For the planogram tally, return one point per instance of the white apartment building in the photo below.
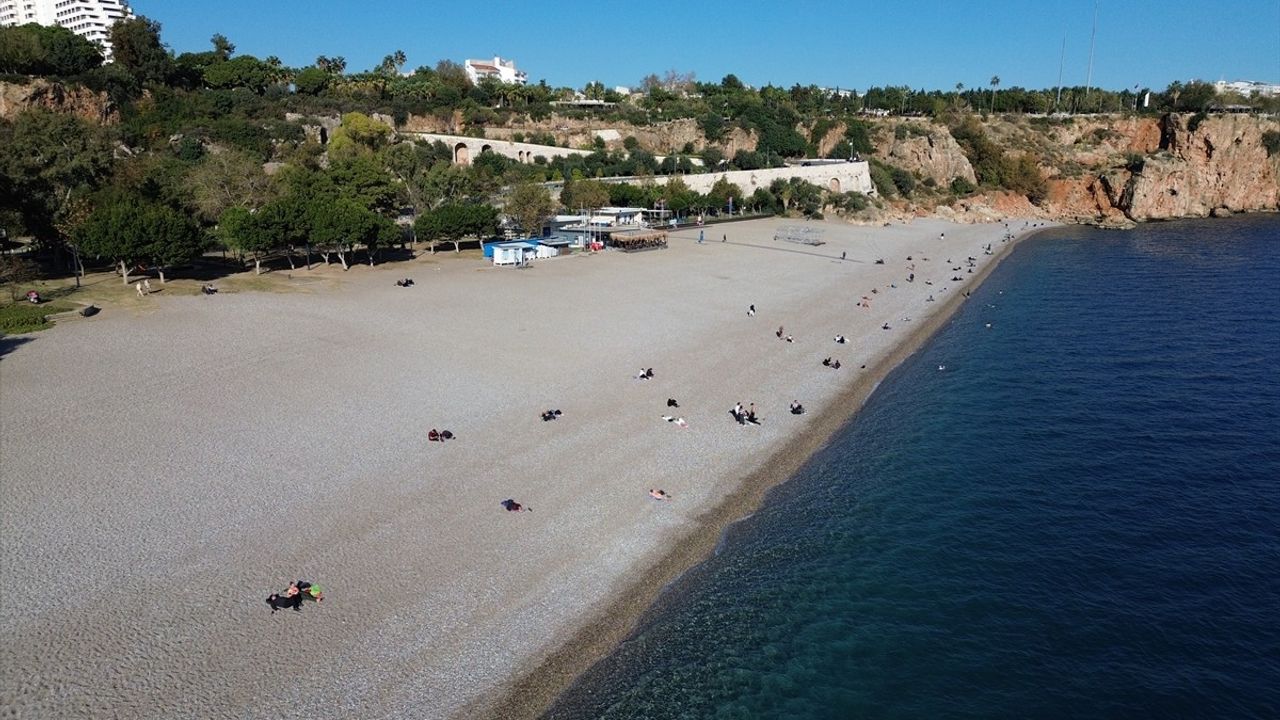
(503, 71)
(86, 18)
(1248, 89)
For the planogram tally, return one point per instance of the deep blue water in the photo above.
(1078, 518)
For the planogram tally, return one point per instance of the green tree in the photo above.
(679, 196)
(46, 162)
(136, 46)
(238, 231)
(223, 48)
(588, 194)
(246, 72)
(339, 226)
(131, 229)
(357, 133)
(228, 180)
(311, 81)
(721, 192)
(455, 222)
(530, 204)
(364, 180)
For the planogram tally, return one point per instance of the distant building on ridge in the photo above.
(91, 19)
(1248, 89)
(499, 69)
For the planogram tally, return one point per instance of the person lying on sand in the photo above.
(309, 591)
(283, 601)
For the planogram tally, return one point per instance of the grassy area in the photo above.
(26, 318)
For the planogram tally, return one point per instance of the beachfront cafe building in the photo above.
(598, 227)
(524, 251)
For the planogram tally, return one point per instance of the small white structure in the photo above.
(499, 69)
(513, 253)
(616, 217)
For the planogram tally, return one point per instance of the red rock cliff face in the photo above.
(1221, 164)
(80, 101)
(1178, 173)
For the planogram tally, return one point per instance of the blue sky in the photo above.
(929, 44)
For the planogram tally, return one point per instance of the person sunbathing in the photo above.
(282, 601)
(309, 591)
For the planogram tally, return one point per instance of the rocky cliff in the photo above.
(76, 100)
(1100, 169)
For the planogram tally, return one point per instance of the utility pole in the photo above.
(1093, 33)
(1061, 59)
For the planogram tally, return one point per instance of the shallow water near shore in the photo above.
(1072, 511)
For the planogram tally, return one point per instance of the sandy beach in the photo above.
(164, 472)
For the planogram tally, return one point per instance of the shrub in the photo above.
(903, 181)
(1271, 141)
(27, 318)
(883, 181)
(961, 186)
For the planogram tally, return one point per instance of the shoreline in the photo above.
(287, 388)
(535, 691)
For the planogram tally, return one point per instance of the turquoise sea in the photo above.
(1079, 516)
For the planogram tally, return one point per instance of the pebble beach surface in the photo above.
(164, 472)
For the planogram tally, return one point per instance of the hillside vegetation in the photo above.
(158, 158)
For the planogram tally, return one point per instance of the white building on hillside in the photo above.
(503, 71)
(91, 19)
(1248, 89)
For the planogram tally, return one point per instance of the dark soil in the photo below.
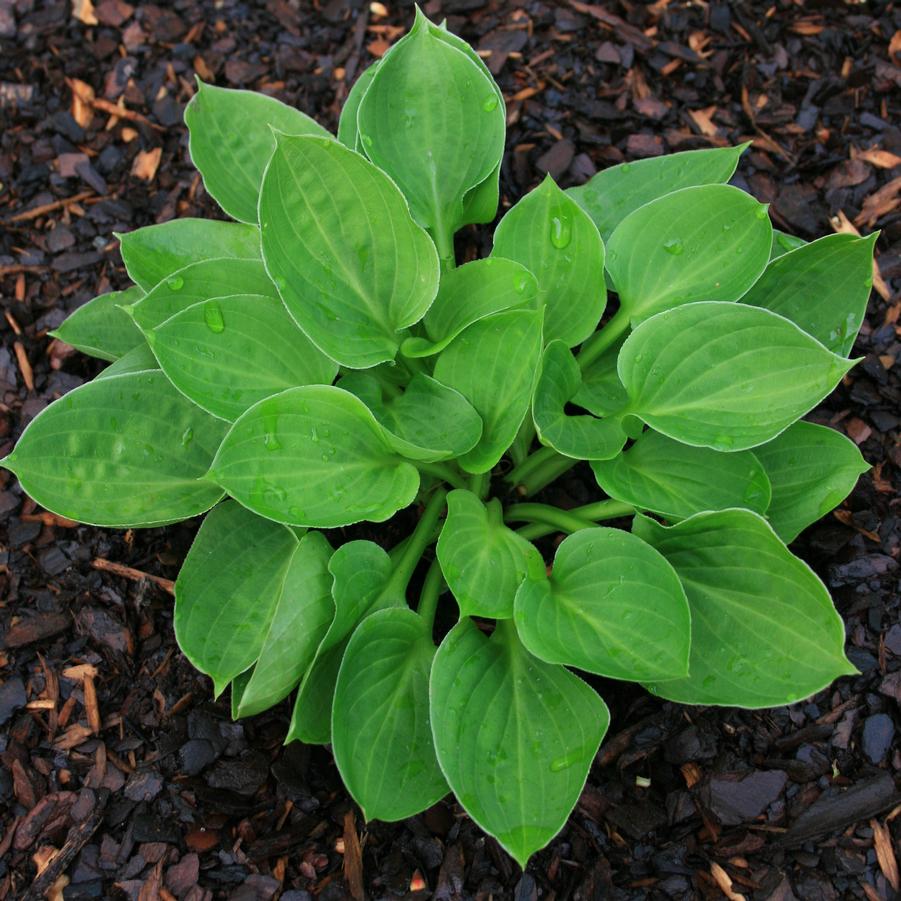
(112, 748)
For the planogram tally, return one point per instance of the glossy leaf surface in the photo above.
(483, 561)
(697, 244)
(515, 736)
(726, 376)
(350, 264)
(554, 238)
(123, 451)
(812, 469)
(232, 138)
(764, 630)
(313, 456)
###
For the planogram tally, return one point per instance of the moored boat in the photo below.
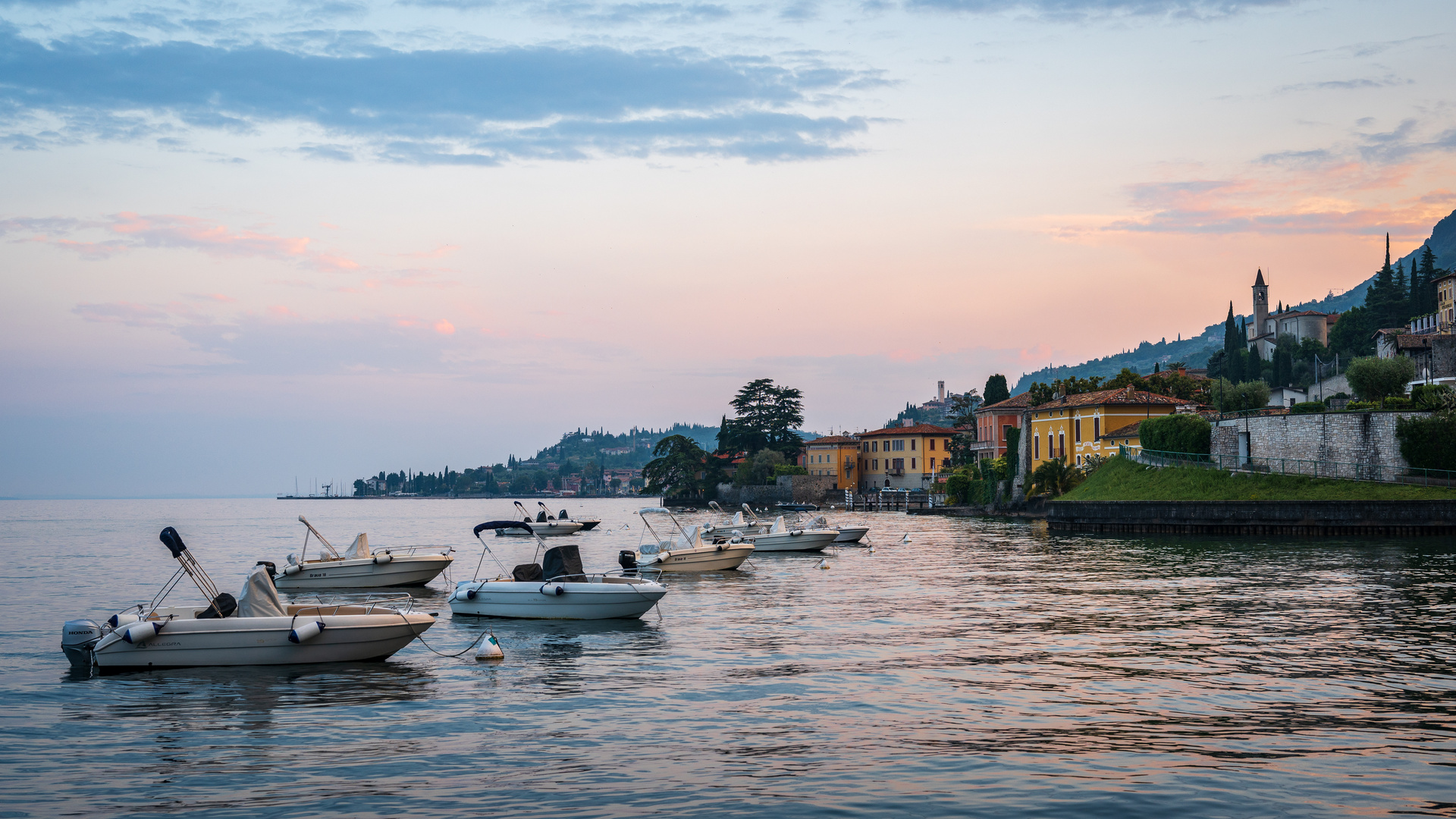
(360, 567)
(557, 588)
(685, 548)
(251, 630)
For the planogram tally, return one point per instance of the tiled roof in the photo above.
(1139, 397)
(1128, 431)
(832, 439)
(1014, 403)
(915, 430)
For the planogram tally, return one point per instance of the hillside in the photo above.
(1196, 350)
###
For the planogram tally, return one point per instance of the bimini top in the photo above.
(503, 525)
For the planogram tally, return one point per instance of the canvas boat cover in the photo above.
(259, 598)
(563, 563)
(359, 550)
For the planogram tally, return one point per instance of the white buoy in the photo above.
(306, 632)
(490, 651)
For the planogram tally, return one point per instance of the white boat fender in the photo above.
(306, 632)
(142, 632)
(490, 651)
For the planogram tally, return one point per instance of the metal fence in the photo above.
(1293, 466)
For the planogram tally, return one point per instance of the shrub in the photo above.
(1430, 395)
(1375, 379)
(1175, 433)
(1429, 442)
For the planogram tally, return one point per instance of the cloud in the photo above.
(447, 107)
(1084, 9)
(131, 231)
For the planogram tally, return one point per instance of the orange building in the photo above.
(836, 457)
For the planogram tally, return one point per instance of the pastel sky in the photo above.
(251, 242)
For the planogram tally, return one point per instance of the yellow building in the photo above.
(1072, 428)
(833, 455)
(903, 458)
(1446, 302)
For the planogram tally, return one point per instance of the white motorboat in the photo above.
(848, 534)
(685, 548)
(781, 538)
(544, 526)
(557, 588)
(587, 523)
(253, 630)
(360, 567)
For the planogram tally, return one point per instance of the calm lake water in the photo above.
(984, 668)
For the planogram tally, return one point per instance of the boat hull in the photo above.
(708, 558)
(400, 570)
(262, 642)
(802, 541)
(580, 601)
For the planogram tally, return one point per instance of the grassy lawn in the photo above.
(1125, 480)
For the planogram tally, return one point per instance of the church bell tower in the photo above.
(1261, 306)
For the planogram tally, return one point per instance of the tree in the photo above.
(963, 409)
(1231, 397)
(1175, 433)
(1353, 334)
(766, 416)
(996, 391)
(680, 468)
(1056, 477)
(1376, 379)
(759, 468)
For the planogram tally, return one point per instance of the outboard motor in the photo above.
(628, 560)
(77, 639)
###
* _What you should do_
Write out the listing again, starting at the line that contains "buoy in the photo above." and ending after the line that contains "(1446, 302)". Change "shrub" to "bush" and leave everything else as it is.

* _Output for this task_
For the planogram tally, return one point per instance of the white buoy in the photo above.
(306, 632)
(490, 651)
For the planogram tally, return one point per instance of the white boat fender in the photo above.
(306, 632)
(142, 632)
(490, 651)
For the planogram tally, return one point per instance of the metal fence in the photo above.
(1293, 466)
For the planogram tally, return one point per instance of the bush in the photo above.
(1430, 395)
(1375, 379)
(1175, 433)
(1429, 442)
For the planogram tally, return one point per instance of the cloud in the photo above.
(447, 107)
(1084, 9)
(131, 231)
For the planogram tally, return one point per instance of the orange building in the photo above.
(836, 457)
For the planogram tally, return one point per instance of the pastel sky in the photo above.
(251, 242)
For the planogram tally, return one point per instance of the yellow building in the photo above.
(1072, 428)
(833, 455)
(903, 458)
(1446, 302)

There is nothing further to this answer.